Task directions :: Reproduce the records from their start through the line containing "(132, 201), (199, 249)", both included. Keep the requests unchanged, and scale each bounding-box coordinate in the answers by 2.55, rounding to whole numbers with halves going up; leave the pictures out.

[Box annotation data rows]
## START

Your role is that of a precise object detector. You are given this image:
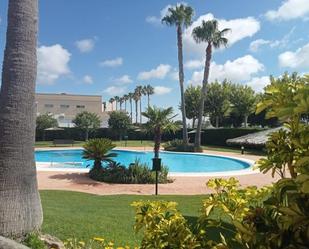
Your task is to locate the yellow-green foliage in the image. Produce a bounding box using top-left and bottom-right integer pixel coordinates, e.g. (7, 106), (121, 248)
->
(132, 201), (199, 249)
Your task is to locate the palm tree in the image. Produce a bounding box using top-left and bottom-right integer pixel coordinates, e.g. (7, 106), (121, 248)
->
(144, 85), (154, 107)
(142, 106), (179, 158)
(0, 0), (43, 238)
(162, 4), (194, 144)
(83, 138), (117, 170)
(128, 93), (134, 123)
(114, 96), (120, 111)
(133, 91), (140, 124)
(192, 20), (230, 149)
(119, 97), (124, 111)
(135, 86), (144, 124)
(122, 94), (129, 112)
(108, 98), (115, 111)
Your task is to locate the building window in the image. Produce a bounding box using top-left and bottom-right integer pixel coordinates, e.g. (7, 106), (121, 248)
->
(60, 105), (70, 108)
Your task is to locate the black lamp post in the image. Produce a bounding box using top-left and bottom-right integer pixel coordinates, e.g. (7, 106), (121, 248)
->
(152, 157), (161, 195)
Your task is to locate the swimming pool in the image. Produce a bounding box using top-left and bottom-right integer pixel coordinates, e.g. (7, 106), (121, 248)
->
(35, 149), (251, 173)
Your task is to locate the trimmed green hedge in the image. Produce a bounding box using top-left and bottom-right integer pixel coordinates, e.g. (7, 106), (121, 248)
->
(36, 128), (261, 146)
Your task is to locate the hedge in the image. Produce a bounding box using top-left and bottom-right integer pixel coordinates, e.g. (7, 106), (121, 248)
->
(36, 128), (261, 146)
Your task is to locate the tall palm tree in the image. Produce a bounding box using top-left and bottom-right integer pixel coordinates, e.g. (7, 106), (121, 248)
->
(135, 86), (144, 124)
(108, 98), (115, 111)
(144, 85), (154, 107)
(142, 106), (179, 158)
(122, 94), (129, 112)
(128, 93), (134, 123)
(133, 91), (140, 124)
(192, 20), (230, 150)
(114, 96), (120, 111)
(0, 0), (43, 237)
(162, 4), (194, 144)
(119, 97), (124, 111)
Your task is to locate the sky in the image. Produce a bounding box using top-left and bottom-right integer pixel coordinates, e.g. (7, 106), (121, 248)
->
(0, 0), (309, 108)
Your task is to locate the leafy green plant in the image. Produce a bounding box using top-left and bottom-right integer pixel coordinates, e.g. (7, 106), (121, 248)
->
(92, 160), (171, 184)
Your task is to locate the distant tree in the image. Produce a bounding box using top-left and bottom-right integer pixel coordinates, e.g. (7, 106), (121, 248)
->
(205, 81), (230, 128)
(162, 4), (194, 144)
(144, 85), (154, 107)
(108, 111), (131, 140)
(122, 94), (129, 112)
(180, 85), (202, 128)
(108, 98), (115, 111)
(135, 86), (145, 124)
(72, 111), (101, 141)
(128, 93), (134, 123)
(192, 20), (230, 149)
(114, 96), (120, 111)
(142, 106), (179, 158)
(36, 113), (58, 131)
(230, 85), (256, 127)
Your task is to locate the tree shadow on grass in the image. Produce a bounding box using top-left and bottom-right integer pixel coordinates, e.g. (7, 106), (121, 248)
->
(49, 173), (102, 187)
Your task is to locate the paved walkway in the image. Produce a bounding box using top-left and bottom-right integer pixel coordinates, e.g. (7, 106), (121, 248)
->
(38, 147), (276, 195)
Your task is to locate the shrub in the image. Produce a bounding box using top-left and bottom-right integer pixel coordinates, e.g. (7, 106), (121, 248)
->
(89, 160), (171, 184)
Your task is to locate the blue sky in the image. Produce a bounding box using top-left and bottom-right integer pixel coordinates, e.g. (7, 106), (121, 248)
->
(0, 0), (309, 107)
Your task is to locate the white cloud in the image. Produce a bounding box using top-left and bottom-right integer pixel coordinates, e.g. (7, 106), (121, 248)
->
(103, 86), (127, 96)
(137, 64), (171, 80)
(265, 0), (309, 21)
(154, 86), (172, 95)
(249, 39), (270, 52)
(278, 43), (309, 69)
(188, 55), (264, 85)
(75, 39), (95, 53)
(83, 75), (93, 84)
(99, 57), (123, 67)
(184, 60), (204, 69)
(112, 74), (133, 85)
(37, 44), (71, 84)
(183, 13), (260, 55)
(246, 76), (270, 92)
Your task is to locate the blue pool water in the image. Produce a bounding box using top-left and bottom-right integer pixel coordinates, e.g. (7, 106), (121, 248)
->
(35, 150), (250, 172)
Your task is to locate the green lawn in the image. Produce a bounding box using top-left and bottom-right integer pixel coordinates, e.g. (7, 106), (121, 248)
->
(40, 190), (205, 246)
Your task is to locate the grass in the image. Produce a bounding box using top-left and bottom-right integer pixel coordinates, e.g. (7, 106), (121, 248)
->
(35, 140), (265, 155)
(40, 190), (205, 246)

## END

Exercise output ::
Your role is that of a precise object detector. You are given this image:
Your task is to locate the yellow-green foliage in the image. Produce a bounding box using top-left and bottom-right integer pixel coordinates, e.g. (7, 106), (121, 248)
->
(337, 513), (507, 635)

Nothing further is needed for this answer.